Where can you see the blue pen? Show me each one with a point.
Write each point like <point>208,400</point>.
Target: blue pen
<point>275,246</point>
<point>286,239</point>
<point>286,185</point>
***
OBJECTIVE
Can you render the records above as a two-column CSV with the headers "text" and "answer", one row per record? Put each value in a single quoted field and replace any line breaks with spaces.

SOLUTION TO THIS TASK
text,answer
"Where can you see the blue pen? Show me each one with a point. Write each point like <point>208,400</point>. Target: blue pen","<point>275,246</point> <point>286,239</point> <point>286,185</point>"